## Problem statement
Format the entries from the line with "For the benchmark, mark every instance of the overhanging" through the end of the entries as a two-column CSV with the header entry_text,answer. Give one row for each entry, put each value in its own quoted field with line breaks replaced by spaces, and leave out the pictures.

## BEGIN Task data

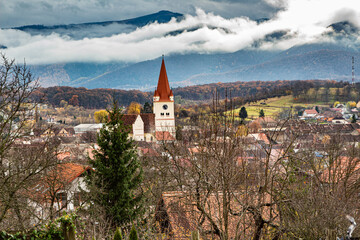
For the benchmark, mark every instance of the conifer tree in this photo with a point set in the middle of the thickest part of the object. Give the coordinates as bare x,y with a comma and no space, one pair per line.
261,113
114,185
243,114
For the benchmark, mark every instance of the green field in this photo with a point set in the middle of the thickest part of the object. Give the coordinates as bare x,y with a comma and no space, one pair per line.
273,106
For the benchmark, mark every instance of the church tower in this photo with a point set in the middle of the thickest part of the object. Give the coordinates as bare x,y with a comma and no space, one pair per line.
164,104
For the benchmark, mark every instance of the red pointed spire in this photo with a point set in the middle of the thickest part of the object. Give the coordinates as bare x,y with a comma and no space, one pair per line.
163,89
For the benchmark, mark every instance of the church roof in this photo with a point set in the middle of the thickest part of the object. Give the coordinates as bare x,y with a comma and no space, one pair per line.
149,122
163,89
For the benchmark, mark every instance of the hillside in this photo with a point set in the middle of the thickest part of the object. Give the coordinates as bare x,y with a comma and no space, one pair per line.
318,61
243,91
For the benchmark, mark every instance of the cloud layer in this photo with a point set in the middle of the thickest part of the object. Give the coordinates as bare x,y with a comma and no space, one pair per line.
298,22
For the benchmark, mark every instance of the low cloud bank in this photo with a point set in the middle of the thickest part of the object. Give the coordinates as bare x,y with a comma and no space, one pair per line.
299,22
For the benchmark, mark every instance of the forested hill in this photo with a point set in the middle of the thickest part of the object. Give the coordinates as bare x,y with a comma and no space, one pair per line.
255,90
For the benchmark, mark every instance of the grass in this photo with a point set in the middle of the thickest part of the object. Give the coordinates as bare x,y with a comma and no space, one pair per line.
273,106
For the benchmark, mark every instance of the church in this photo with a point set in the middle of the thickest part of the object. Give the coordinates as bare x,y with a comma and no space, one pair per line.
159,125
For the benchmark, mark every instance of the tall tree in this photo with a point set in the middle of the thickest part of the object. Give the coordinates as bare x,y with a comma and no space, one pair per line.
101,116
261,113
243,114
118,173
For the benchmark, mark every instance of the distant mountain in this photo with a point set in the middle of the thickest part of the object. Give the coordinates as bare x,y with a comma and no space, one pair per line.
311,61
101,29
321,64
143,75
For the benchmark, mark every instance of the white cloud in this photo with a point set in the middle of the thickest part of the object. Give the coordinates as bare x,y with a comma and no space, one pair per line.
306,21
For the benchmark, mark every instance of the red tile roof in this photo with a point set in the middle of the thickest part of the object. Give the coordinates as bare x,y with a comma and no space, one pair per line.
311,111
129,120
164,136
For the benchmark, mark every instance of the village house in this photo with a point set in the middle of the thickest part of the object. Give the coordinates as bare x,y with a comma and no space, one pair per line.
59,190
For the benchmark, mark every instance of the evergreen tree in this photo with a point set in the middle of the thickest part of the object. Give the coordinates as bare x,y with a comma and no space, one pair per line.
353,119
243,114
133,234
261,113
118,235
118,174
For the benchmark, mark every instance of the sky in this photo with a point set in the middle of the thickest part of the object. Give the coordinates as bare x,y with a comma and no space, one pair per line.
209,26
15,13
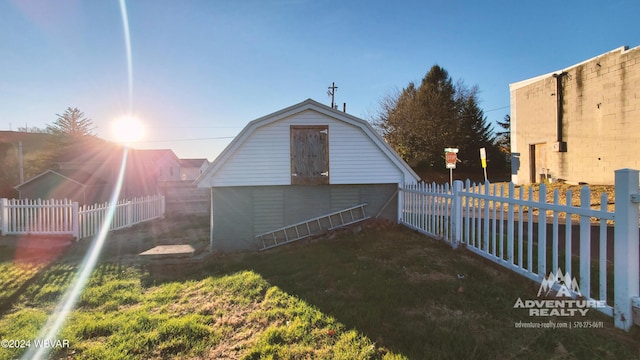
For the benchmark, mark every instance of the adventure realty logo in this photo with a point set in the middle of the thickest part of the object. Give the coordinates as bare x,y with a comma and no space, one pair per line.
566,291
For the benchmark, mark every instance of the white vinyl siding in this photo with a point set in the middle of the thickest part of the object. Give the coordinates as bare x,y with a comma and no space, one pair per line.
264,157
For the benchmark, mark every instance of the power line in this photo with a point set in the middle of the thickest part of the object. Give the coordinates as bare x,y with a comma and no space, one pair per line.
191,139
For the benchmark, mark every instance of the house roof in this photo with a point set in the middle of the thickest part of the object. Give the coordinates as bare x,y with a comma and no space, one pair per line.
105,152
77,176
194,163
153,155
308,104
519,84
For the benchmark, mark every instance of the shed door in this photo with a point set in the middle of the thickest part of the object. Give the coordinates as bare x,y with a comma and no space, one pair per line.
309,155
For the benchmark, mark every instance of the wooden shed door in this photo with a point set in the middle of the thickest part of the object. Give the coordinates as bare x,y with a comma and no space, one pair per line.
309,155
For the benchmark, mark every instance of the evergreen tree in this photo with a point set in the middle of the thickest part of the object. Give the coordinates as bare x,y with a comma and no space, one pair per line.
504,137
72,124
419,123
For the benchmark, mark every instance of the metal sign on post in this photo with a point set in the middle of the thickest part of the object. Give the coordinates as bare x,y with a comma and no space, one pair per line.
451,158
483,159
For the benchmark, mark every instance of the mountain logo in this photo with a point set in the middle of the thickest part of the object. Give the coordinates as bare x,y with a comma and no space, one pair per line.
567,286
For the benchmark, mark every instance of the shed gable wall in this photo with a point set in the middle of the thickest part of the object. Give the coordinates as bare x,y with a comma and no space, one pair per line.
264,158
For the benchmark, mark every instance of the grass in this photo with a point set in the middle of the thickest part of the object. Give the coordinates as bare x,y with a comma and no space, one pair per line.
374,294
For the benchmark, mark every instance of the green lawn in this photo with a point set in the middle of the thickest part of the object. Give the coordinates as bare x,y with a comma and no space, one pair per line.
377,293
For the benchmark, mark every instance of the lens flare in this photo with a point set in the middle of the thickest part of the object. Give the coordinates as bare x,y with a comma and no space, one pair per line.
71,296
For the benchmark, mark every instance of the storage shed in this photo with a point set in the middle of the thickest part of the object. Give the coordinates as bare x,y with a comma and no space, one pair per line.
300,163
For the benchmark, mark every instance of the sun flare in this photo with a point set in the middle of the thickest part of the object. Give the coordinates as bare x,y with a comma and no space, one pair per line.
128,129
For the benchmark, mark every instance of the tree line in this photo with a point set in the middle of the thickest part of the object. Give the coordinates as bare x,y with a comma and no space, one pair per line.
71,128
420,121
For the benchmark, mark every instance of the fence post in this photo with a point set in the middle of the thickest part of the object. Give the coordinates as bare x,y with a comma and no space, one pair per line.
129,210
625,251
456,214
75,220
4,216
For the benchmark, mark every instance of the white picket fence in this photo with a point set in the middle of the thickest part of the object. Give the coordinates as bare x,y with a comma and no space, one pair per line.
492,222
63,217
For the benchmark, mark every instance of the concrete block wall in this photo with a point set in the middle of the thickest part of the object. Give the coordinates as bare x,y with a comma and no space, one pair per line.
601,119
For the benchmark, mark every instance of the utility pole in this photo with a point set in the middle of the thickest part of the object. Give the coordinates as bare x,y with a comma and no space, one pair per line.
332,92
20,162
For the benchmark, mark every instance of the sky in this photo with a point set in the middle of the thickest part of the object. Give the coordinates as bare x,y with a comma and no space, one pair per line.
201,70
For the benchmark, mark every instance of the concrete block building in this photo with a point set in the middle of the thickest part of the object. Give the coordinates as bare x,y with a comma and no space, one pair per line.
578,124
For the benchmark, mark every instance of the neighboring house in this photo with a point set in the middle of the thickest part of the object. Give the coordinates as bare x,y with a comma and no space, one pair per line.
301,162
578,124
190,169
78,186
88,173
164,163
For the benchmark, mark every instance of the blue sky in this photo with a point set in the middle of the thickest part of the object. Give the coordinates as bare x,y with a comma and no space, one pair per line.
203,69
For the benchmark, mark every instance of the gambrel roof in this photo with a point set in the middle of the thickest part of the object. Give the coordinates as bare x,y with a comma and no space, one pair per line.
375,144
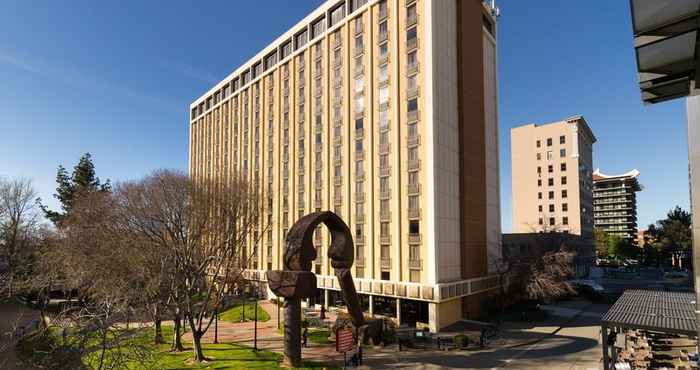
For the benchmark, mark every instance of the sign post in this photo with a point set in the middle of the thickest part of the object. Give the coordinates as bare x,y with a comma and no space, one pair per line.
344,342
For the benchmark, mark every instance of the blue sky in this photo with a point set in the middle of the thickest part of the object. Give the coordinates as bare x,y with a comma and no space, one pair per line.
116,79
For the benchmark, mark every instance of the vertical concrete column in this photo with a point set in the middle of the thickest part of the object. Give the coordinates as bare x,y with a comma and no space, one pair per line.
693,111
398,311
433,317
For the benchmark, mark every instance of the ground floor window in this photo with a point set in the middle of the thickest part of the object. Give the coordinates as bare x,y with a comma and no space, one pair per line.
413,312
385,306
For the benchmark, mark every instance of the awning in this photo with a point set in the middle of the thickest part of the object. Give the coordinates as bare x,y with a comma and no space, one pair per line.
666,44
660,311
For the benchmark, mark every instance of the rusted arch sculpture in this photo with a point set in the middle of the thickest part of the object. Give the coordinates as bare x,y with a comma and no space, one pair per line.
297,281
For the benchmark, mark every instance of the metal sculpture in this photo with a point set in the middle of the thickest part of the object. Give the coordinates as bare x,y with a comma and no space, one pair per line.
297,281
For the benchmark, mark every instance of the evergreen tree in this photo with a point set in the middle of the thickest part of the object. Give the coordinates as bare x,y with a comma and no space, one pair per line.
83,180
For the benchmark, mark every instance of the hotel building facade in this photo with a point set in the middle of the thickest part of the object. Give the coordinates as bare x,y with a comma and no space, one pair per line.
615,203
384,112
552,181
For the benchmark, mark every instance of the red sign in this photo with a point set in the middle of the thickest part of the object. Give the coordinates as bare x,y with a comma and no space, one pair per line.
343,340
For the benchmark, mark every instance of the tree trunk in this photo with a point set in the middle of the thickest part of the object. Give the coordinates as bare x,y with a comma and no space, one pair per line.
197,340
158,339
177,338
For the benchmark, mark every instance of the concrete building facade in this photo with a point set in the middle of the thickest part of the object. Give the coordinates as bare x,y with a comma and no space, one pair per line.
384,112
615,203
552,182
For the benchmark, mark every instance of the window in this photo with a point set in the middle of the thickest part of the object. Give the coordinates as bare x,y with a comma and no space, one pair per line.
359,84
413,105
384,95
412,34
337,14
301,39
414,227
383,50
384,73
383,30
319,27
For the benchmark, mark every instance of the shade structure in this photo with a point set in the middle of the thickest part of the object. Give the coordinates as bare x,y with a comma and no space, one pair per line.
659,311
666,44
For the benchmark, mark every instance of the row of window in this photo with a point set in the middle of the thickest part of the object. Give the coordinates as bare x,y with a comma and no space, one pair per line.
315,29
562,140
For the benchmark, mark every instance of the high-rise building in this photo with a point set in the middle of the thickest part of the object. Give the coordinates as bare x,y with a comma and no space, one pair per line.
384,112
615,203
552,177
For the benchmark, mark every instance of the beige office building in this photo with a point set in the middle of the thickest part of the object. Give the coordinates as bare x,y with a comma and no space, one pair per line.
384,112
552,177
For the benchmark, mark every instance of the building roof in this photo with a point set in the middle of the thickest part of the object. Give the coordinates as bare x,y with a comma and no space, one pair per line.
668,312
665,40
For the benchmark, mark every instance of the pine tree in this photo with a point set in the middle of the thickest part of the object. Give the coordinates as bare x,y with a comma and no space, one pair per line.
83,180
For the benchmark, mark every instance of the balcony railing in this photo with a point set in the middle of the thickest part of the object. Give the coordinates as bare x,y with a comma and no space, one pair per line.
414,238
413,189
385,263
415,264
414,165
413,140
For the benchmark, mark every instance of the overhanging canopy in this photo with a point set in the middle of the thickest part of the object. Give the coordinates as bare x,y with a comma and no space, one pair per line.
660,311
666,45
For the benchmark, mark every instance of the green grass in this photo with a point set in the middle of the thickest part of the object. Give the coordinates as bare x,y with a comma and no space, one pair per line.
234,313
220,356
319,336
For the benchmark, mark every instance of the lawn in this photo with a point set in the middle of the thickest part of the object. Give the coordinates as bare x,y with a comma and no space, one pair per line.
235,312
221,356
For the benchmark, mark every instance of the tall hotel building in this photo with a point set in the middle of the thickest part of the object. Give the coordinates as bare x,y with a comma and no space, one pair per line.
384,112
552,177
615,203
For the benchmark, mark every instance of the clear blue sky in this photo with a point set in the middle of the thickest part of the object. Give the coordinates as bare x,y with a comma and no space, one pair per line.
116,79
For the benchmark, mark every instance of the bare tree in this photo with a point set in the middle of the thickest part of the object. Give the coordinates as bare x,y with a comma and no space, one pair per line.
207,232
19,230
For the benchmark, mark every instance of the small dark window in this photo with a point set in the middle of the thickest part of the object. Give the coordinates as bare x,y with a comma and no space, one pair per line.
413,105
414,227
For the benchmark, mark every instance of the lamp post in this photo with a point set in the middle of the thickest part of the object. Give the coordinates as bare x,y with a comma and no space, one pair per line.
255,335
216,326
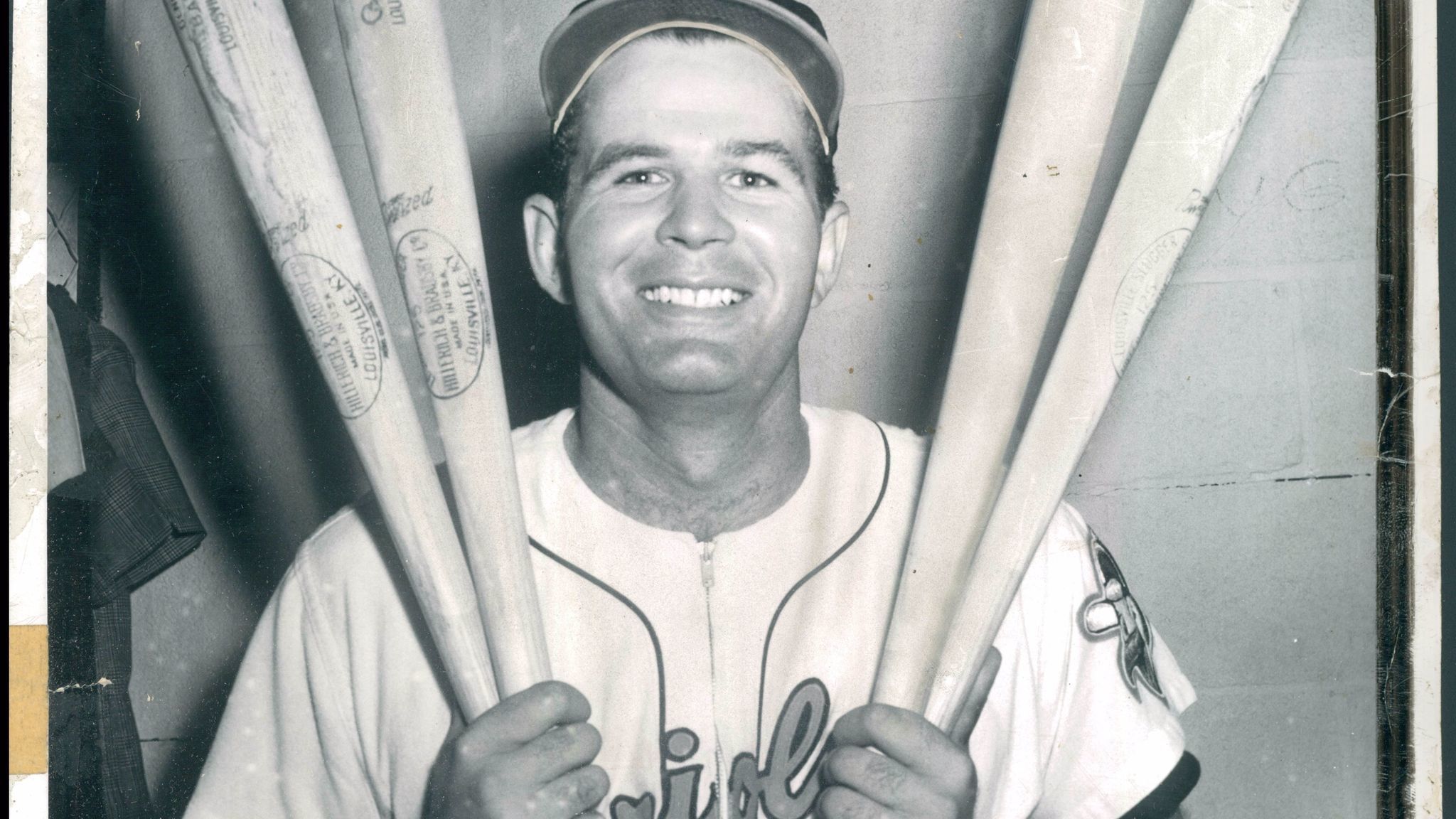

## END Task data

## Exercise output
entry_text,answer
"For the benchmark, mark every instance of the overhanging canopy in this photo with a point set in the middle of the thickest part of the object. Give the coordinates as bare x,y with a comma and no space, one pair per line.","660,311 666,45"
"For the benchmark, mark every instance of the green grass in this photo with a point set in the middle of the thickest part of the object. Give the coordinates as bare x,y with a comma and no space, one pair per line.","234,313 220,356 319,336"
"For the benchmark, mark every instance of the lawn in this photo with a point set in the middle of the thickest part of the object. Give the coordinates as bare x,y with a comma and no space, one pair per line.","235,312 221,356"
"For the benchmark, mark every instance of the tall hotel building in this photo with a point set in the middle of the thickest part of the object. Give the coordinates as bare x,y with a comma and no space, one pair per line.","384,112 552,177 615,203"
"For the benchmark, mark every instance of the clear blue sky in this photo with a point set in the middle of the thickest part of the object. Give the coordinates as bare x,y with a comma and no space, one pair per line.","116,79"
"For the benchmark, mark every instance of the bare tree in this photo with a point set in the middle of the thickest part of the object. Give the coordinates as bare x,y with a comma and no space, one pair per line.","207,232 19,230"
"For the benchmark, mark every instance of the small dark window in this photo with a point set in the middle of the thickest part of the object. Give the coordinates as bare x,y with a comma and no space, one pair per line.","413,105 414,227"
"For the benchmark, mark every instance of the lamp post in this photo with a point set in the middle of the thickest part of the object. Give the coordinates as bare x,y with a comma and no space, one pair per line.","255,335 216,326"